Entries for labeling locations in images
##########
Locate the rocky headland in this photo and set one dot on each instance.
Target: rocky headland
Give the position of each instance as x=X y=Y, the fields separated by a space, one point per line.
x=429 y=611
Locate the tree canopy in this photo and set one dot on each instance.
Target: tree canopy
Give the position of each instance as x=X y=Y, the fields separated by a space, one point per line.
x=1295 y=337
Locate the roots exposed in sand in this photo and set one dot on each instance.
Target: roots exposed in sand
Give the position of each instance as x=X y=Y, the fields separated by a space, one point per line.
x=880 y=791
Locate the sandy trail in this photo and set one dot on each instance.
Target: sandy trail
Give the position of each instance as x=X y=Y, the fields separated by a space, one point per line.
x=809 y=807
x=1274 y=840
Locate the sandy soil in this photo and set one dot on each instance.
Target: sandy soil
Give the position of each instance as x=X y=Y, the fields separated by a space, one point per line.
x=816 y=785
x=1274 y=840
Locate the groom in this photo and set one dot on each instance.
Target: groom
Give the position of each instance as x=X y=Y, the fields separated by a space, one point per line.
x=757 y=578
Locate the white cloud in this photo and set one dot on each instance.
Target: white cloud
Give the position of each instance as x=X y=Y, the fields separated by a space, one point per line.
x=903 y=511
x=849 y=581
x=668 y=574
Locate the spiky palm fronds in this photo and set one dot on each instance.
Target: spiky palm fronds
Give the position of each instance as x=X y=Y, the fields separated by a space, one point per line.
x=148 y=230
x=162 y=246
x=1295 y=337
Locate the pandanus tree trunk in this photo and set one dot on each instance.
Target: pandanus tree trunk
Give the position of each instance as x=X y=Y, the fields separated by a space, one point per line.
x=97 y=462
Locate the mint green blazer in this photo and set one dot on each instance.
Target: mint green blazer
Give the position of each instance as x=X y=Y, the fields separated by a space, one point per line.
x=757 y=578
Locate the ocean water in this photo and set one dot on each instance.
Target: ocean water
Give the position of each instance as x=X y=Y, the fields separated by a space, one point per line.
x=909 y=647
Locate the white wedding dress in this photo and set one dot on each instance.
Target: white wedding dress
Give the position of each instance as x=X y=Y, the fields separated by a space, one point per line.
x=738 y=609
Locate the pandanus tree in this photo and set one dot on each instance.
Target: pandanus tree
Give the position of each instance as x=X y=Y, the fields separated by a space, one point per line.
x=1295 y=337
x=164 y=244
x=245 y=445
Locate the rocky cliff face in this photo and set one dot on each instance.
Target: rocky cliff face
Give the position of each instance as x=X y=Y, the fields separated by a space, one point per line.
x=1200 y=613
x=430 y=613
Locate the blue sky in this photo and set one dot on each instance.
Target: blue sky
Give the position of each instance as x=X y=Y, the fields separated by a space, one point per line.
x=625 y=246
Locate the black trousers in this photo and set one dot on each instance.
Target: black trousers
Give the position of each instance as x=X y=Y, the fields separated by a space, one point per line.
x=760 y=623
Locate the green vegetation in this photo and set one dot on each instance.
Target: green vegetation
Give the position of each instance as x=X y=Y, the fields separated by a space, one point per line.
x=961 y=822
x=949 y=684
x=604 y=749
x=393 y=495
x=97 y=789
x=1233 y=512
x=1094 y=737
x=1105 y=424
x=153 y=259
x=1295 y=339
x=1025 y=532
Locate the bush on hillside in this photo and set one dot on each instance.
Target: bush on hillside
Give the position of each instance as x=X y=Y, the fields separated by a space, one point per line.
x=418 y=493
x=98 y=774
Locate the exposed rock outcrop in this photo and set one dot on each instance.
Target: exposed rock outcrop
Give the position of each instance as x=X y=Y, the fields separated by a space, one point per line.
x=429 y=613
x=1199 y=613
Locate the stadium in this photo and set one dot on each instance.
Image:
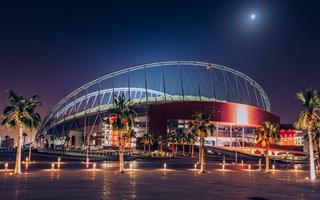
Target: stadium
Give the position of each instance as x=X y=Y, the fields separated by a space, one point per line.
x=165 y=95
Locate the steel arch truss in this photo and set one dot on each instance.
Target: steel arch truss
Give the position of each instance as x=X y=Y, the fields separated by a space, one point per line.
x=235 y=86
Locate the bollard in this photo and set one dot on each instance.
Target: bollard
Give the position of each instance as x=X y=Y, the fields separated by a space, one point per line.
x=6 y=166
x=131 y=166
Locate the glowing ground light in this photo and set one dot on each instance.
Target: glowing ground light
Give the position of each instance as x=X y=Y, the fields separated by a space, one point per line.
x=131 y=166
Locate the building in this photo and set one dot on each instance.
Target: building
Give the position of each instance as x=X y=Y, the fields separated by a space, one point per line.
x=165 y=95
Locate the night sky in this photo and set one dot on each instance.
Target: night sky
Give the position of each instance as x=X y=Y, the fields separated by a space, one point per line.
x=52 y=47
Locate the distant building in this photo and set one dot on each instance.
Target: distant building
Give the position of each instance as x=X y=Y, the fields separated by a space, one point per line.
x=7 y=143
x=289 y=136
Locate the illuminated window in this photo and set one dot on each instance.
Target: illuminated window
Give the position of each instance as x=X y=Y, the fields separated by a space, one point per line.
x=242 y=115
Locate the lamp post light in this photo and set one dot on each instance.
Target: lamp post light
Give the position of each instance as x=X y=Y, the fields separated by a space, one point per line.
x=6 y=166
x=131 y=166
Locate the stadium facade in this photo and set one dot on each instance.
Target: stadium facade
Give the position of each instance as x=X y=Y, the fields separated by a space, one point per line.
x=165 y=95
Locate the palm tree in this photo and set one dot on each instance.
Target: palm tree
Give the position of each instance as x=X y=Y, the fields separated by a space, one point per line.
x=307 y=120
x=161 y=140
x=24 y=136
x=267 y=134
x=192 y=140
x=122 y=121
x=170 y=140
x=21 y=114
x=147 y=140
x=200 y=126
x=184 y=140
x=131 y=134
x=316 y=139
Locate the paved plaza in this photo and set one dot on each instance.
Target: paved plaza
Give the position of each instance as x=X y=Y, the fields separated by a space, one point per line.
x=148 y=180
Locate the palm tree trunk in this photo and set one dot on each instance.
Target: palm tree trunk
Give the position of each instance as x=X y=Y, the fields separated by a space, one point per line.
x=121 y=163
x=176 y=149
x=183 y=150
x=17 y=169
x=29 y=156
x=192 y=150
x=267 y=158
x=172 y=149
x=130 y=147
x=318 y=153
x=311 y=156
x=202 y=170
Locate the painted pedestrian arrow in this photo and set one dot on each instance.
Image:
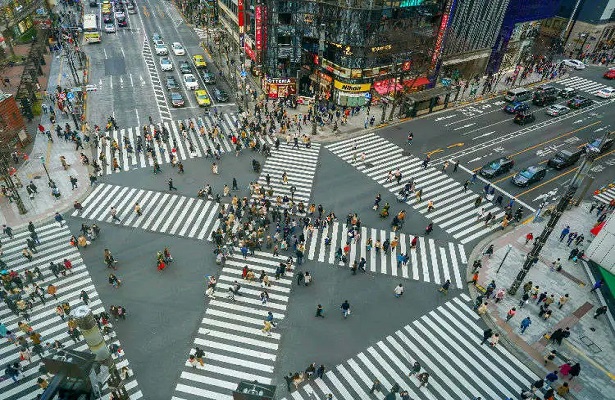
##########
■ TASK STATEMENT: Return all of the entries above verbatim, but omit the pictures.

■ FINISHED TASK:
Locate the rocky headland in this photo and set one dot on each instance.
Target: rocky headland
Give the position of each instance as x=X y=Y, the fields separated by a space, one point per line.
x=429 y=611
Locate the tree canopy in this photo and set one dot on each instance.
Target: tree canopy
Give the position of each instance as x=X y=Y, the fields separated by a space, one point per line.
x=1295 y=337
Locate the roots exposed in sand in this photo and set one dot on each instance.
Target: roots exposed in sand
Give the position of each instance as x=X y=Y, the fields separated by a space, one point per line.
x=880 y=791
Locate the sandy trail in this photo and set one dot on each instance.
Target: sandy trail
Give the position of each instance as x=X y=Y, the fields separated by a space, one point per line.
x=809 y=807
x=1274 y=840
Locate the sandy soil in this photo and set one dot on each instance.
Target: sandy soil
Give the position of each instance as x=X y=Y, the fields separated by a space, one point per line.
x=816 y=785
x=1274 y=840
Locate the groom in this photo and set one dot on each instance.
Target: groom
Give the position of each instance as x=X y=Y, the fields separated by a space, one point per line.
x=757 y=578
Locate the white cloud in this photo and set one dot on each instance.
Target: white cloud
Give the position of each instance as x=X y=Y, the fields separated by a space, one point per line.
x=903 y=511
x=849 y=581
x=668 y=574
Locate the spiky palm fronds in this photo and set one dot on each instance.
Target: spiky palm fronds
Give the position of each instance as x=X y=Y, the fields separated by a space, one point per line.
x=148 y=230
x=162 y=246
x=1295 y=337
Locate the pandanus tree trunk in this photo and set one dot on each instance.
Target: pandanus tree trunk
Give the position of each instance as x=X y=Y, the fields separated by a space, one point per line.
x=97 y=462
Locate the mint green blazer in this photo and set one dot on each instance.
Target: mint green blazer
Give the position of each instance as x=X y=Y, the fields separated by a space, one point per line.
x=757 y=578
Locate the ocean water in this photo and set one dot on each instance.
Target: ocean water
Give the position of each instance as x=X y=Y, the fields separated by a space, one point per line.
x=909 y=647
Locate the white wedding dress in this photo and set one dot on each instance.
Target: white wedding dress
Give the position of each instance as x=X y=Y, the fields separated by a space, one point per line.
x=738 y=609
Locate the pandanus tree in this photo and set one dot on each instance.
Target: pandanus tree
Give the position of each instance as x=X y=Y, the fields separated by a space, one point per line.
x=1295 y=337
x=164 y=244
x=245 y=445
Locate the rocky cliff face in this photo and set one dot on each instance.
Target: rocky cliff face
Give the position of each instance as x=X y=Y, the fields separated by a space, one point per line.
x=1200 y=613
x=430 y=613
Locate the blue sky in this photo and set one dot on each instance.
Target: blue sky
Give the position of each instance as x=X y=Y, the fields separated by a space, one point per line.
x=625 y=246
Locate the black trousers in this photo and set one dot on each instance.
Target: black trousers
Give the position of each instance as x=X y=Y, the fields separated by a space, one point per line.
x=760 y=623
Locate the green vegetation in this photo and set one dot on each instance.
Target: green vegetation
Give the position of each instance as x=X y=Y, the fields separated by a space, one point per line.
x=961 y=822
x=949 y=684
x=604 y=749
x=393 y=495
x=97 y=789
x=1233 y=512
x=1094 y=737
x=1105 y=424
x=153 y=259
x=1295 y=339
x=1025 y=532
Locate the bush on hillside in this photo and set one dot on each instance.
Target: bush on hillside
Give the position of each instance as x=X y=Y, the fields separated by a space, one point per line.
x=418 y=493
x=98 y=774
Locate the exposed rock outcrop in this photo and set one dot on each instance.
Target: exposed rock outcrop
Give the position of each instance as x=X y=Y, the fields separated by a space, one point per line.
x=429 y=613
x=1199 y=613
Locate the stadium in this photo and set one dot on each instance.
Image:
Target: stadium
Give the position of each instance as x=X y=Y, the fields separated by a space, one point per line.
x=165 y=95
Locate the steel arch truss in this photo and set one dot on each instance.
Target: steel arch truss
Give the position of each instance as x=X y=Y, the fields separated by a space, one point per line.
x=235 y=86
Locate the bollard in this photo and set one dot on each instance.
Target: bollard
Give the position of each instance as x=X y=Y, the fields separated by a space, one point per line.
x=6 y=166
x=131 y=166
Locate the glowing ground light in this photo and set one dot on each instance.
Target: glowing ground light
Give the position of each instance as x=X y=Y, the fields separated by a space, one point per line.
x=131 y=166
Locate the building in this photo and set one dot on each instance.
Target: building
Give the position of each instance as x=X y=Y, the fields separated by a space, one point per line.
x=165 y=95
Locate the night sky in this photo and set one dot on each instance.
Target: night sky
Give the position of each instance as x=X y=Y, the fields separated by a space, one point per line.
x=52 y=47
Locate the distant building in this photo and set one dot on each instance.
Target: distant building
Give the position of each instance as x=X y=Y, the fields separated by a space, one point per line.
x=7 y=143
x=289 y=136
Locate the illuminated window in this photo and set one dot on each instance.
Target: illuminated window
Give the position of each instance as x=X y=Y, the fields separated by a space, one point per line.
x=242 y=115
Locate the lamp post light in this photo and set one dot on each instance.
Target: lamp post light
Give the position of each instance as x=X y=Y, the fields separated by a space, one point per line.
x=6 y=166
x=131 y=166
Locate the stadium facade in this photo and set one dot on each instance.
Target: stadium facade
Give the position of each instance as x=X y=Y, the fields separated by a space, one point per line.
x=165 y=95
Locate the palm tree in this photo and set one dot on each instance.
Target: palm tree
Give the position of each instance as x=X y=Y, the fields separated by a space, one point per line.
x=307 y=120
x=161 y=140
x=24 y=136
x=267 y=134
x=192 y=140
x=122 y=121
x=170 y=140
x=21 y=114
x=147 y=140
x=200 y=126
x=184 y=140
x=131 y=134
x=316 y=139
Locate the paved plaza in this photo and set one dot on each instance.
Target: paved plaza
Give the position of each instance as x=X y=Y, the fields separated by a space, one point per line.
x=148 y=180
Locate the palm tree trunk in this photo and set one dot on each instance.
Target: palm tree trunk
Give the position of each instance as x=X y=Y, the fields separated by a space, one point per line.
x=121 y=163
x=176 y=149
x=183 y=150
x=17 y=169
x=29 y=156
x=192 y=150
x=267 y=158
x=172 y=149
x=130 y=147
x=318 y=153
x=311 y=156
x=202 y=170
Locate the painted pedestrian arrow in this photo and set one dot on each instance.
Image:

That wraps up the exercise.